Input material ->
+ + +
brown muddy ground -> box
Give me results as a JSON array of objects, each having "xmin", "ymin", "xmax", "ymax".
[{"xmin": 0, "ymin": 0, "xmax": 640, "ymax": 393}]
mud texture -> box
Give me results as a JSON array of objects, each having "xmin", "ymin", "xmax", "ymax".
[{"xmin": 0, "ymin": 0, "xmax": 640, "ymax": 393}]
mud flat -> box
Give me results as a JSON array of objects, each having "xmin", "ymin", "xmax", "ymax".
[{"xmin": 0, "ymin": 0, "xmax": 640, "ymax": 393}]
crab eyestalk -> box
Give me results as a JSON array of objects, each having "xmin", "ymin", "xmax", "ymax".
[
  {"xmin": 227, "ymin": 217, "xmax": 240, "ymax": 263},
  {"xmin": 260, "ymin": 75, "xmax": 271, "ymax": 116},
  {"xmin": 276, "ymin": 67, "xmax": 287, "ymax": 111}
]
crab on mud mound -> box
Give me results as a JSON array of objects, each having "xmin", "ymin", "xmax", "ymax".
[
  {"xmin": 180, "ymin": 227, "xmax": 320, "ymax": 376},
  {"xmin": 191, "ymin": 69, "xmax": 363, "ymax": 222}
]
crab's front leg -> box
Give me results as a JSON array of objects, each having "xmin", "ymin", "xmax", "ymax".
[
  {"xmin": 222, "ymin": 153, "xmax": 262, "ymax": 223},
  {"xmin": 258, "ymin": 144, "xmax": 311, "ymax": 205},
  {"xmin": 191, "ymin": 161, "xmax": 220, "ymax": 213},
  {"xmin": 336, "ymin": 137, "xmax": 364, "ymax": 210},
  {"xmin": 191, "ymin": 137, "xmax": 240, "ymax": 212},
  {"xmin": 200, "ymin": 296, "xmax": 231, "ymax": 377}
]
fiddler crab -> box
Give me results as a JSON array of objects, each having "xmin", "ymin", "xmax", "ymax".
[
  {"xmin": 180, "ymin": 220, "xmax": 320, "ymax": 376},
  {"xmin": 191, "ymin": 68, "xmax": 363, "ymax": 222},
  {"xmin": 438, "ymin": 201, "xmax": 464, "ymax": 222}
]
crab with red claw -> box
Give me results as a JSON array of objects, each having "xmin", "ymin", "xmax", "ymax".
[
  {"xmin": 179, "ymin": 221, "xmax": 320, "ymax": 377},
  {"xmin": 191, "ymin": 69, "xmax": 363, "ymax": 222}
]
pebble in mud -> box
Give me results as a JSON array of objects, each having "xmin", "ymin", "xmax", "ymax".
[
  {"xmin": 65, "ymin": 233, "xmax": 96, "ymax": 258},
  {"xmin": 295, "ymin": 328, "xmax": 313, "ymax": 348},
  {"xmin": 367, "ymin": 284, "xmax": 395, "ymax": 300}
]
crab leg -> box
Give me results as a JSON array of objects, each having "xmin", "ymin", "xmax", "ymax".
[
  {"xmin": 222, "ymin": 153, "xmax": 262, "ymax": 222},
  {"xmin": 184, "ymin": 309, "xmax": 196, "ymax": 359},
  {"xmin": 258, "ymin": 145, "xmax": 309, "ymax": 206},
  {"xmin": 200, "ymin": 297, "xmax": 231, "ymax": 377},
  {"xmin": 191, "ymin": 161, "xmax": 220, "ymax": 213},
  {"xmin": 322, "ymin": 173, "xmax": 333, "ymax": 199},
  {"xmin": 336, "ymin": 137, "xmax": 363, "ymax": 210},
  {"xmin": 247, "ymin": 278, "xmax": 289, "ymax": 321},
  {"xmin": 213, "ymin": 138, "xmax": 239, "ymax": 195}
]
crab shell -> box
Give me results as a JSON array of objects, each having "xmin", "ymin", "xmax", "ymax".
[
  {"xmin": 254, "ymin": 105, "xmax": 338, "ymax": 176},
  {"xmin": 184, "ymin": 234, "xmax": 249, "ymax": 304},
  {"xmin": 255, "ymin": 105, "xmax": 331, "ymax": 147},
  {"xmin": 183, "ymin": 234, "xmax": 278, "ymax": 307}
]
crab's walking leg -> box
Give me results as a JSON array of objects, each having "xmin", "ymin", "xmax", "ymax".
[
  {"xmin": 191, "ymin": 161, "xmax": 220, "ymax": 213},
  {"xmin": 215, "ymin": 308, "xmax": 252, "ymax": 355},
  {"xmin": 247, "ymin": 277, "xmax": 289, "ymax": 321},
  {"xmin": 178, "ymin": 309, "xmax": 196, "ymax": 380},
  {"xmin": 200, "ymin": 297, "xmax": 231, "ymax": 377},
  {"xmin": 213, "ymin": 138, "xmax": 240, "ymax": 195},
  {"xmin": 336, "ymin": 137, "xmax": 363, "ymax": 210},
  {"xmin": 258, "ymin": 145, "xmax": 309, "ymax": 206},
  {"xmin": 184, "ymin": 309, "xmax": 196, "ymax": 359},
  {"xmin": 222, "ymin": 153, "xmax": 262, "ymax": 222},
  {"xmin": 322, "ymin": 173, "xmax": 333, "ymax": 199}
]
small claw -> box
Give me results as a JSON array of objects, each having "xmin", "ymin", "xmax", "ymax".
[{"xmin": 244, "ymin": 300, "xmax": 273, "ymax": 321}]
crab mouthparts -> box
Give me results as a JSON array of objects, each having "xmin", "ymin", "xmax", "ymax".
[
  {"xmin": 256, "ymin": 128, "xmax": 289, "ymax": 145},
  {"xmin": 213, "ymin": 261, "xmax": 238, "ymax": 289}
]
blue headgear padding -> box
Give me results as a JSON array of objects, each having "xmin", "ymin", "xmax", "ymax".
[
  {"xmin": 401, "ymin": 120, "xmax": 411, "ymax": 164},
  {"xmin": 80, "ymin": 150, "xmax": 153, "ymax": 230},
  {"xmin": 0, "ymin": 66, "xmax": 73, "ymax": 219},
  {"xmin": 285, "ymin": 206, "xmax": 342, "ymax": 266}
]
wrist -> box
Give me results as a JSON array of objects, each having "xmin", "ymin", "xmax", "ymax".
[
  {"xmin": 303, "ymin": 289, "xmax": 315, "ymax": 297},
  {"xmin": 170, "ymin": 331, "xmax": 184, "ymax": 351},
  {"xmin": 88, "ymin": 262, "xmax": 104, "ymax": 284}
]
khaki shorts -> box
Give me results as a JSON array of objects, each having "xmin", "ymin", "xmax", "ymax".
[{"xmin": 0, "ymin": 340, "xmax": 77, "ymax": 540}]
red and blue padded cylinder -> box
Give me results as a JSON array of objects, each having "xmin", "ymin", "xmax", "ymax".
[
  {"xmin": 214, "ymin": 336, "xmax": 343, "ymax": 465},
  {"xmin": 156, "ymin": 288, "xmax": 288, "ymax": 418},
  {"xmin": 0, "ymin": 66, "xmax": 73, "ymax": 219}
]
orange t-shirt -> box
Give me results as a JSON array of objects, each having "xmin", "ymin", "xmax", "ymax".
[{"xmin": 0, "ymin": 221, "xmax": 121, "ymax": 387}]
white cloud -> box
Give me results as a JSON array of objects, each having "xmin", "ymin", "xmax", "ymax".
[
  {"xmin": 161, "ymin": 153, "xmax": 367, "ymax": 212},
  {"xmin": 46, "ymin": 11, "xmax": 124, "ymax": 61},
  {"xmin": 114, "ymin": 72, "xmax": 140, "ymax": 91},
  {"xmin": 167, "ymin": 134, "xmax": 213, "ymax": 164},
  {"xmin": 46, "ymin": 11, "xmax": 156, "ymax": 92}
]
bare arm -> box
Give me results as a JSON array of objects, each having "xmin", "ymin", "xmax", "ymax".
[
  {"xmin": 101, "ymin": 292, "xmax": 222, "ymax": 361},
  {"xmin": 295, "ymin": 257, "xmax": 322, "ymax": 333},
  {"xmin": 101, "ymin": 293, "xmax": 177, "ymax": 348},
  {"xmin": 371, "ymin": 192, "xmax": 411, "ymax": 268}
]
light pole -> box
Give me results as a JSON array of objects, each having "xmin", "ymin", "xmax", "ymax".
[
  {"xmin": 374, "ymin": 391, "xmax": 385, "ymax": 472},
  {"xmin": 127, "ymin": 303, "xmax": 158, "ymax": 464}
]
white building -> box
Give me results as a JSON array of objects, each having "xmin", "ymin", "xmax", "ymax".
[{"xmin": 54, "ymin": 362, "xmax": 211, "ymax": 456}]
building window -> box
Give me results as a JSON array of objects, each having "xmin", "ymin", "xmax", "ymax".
+ + +
What you are asked to do -> Copy only the stretch running from the line containing "light pole -> box" to the final line of the entries, both ends included, exactly as it stands.

Final answer ->
light pole -> box
Give me results as a JSON array of objects, each having "xmin", "ymin", "xmax", "ymax".
[
  {"xmin": 374, "ymin": 391, "xmax": 385, "ymax": 472},
  {"xmin": 127, "ymin": 303, "xmax": 158, "ymax": 464}
]
white building -> box
Give me results as a JSON array of objects, each having "xmin", "ymin", "xmax", "ymax".
[{"xmin": 54, "ymin": 362, "xmax": 211, "ymax": 456}]
building window -> box
Give me results as a JSON array of objects, each having "xmin", "ymin", "xmax", "ymax".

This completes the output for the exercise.